Task objective - List every line from the beginning of the data through the line containing "168), (75, 169)]", inclusive, as a JSON array of strings, one string per line and with blank lines omitted.
'''
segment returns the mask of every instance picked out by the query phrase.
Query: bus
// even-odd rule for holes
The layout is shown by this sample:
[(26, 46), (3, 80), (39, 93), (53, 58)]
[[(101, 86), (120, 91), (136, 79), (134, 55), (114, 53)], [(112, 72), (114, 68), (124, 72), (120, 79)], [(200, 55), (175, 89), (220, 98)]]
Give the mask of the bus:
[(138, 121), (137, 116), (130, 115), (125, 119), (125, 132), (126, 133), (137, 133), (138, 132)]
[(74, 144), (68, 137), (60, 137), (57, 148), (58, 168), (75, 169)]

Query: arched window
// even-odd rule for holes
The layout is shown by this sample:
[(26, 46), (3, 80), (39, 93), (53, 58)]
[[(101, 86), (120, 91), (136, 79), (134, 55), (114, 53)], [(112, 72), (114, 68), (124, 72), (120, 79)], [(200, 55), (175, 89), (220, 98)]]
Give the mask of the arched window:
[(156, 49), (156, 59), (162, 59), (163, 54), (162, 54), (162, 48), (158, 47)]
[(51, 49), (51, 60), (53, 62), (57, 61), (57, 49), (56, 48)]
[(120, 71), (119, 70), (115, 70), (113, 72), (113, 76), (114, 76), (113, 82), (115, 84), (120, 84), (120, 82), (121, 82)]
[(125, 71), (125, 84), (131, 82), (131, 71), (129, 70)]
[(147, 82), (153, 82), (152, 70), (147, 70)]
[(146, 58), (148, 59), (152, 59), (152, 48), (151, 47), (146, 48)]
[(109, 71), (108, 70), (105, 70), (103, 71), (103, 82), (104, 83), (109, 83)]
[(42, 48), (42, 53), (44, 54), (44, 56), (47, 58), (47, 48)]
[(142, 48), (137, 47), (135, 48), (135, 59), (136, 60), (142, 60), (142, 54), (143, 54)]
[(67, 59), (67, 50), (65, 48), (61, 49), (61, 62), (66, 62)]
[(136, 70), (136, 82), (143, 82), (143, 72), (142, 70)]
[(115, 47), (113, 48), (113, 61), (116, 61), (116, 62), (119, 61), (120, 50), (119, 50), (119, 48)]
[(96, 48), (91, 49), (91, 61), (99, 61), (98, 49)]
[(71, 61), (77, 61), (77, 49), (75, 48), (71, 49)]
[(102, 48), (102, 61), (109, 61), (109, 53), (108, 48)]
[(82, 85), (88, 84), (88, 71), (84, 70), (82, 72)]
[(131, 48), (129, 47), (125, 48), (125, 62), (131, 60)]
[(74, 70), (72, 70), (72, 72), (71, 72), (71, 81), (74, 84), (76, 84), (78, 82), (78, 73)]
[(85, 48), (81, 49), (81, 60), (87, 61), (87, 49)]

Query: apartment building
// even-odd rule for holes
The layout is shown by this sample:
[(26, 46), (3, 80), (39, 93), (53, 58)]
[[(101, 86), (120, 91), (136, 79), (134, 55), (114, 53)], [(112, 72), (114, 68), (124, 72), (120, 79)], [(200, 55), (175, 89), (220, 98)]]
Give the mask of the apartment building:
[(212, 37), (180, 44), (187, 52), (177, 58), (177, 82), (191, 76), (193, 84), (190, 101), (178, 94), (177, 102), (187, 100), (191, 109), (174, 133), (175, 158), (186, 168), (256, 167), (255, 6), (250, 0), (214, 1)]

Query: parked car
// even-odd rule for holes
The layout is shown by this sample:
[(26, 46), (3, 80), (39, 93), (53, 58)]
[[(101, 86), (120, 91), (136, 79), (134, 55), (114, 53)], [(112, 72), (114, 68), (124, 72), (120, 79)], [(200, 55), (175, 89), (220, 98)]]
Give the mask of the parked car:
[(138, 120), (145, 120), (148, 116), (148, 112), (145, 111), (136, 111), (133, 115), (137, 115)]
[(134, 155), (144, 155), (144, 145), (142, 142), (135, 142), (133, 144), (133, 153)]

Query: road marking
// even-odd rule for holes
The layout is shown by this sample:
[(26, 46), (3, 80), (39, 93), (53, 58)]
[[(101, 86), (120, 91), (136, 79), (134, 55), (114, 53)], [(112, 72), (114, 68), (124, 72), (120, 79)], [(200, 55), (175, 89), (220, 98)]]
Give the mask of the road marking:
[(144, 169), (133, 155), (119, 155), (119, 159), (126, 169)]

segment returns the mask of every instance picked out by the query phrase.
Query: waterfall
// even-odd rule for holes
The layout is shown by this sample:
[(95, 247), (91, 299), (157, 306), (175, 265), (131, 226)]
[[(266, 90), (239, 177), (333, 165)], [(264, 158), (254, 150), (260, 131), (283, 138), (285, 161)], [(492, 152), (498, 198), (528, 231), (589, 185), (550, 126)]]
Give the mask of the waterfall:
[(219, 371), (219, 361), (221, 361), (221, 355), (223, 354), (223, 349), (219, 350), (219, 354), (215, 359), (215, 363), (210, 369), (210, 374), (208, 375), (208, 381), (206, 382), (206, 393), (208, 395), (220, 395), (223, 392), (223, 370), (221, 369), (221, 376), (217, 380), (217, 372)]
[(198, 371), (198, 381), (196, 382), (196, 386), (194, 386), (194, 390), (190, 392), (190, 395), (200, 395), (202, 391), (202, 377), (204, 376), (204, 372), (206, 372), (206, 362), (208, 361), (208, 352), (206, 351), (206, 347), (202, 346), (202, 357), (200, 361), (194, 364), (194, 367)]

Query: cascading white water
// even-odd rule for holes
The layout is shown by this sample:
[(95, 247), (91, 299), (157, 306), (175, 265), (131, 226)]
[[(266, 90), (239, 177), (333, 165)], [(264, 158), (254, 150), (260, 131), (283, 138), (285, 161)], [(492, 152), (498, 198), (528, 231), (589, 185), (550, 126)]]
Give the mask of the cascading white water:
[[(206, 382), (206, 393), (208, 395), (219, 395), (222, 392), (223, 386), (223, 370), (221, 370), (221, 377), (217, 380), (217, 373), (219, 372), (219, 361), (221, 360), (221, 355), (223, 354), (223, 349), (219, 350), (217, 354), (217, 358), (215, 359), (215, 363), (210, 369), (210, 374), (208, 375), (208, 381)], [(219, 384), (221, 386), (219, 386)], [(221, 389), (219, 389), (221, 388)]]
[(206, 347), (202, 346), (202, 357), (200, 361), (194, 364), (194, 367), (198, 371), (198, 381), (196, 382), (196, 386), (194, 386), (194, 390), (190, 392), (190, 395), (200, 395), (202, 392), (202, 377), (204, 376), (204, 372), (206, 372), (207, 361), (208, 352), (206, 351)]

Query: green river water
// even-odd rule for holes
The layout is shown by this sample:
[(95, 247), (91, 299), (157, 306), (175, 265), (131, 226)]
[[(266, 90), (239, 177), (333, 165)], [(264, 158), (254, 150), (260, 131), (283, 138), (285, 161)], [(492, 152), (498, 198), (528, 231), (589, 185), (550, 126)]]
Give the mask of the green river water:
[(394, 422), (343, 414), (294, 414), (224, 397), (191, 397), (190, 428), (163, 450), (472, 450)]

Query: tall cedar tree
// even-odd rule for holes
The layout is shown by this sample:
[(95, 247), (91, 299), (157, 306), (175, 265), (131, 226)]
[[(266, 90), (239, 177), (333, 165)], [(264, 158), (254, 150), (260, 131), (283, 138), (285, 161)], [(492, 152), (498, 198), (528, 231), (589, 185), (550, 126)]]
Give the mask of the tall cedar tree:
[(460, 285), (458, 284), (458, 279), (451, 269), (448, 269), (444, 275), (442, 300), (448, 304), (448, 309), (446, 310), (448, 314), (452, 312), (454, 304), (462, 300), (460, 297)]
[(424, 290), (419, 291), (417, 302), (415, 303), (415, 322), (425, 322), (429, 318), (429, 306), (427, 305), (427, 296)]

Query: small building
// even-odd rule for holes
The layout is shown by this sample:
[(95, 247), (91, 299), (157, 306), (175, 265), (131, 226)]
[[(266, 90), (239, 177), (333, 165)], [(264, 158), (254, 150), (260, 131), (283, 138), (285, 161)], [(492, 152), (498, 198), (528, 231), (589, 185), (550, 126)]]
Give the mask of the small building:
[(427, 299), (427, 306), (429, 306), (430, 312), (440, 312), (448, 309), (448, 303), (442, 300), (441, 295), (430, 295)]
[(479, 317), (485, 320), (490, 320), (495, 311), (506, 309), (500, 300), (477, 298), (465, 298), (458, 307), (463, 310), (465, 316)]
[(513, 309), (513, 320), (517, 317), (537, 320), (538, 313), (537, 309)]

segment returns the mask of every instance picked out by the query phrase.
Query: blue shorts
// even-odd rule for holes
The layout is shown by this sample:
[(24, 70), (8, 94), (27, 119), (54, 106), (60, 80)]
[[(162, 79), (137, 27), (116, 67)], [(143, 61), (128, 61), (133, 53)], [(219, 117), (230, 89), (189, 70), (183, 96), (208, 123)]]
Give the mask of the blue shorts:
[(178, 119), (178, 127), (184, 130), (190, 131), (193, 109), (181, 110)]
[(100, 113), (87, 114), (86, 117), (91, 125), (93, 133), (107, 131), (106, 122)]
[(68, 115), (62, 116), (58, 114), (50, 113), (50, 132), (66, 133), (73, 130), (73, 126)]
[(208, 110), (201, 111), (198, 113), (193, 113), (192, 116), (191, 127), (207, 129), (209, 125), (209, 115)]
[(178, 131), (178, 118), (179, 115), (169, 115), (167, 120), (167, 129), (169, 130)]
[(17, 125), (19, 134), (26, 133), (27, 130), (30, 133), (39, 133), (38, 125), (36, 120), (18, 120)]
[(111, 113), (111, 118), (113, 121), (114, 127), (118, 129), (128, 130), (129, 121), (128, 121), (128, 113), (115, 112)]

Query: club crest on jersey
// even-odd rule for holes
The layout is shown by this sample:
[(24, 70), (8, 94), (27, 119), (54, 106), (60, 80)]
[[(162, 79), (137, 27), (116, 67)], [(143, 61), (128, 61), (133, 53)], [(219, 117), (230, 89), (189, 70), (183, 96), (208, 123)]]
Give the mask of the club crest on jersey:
'''
Final answer -
[
  "segment returns the mask of every instance picked out by the query phrase.",
  "Query: bus",
  "// even-odd rule for holes",
  "The layout is shown by this sample:",
  "[(26, 46), (3, 80), (39, 93), (53, 58)]",
  "[[(101, 86), (120, 91), (136, 79), (134, 55), (114, 53)], [(112, 72), (114, 68), (124, 72), (120, 79)], [(200, 55), (175, 89), (220, 98)]]",
  "Give the mask of the bus:",
  "[(138, 121), (137, 116), (130, 115), (125, 119), (125, 132), (126, 133), (137, 133), (138, 132)]",
  "[(74, 144), (68, 137), (60, 137), (57, 148), (58, 168), (75, 169)]"
]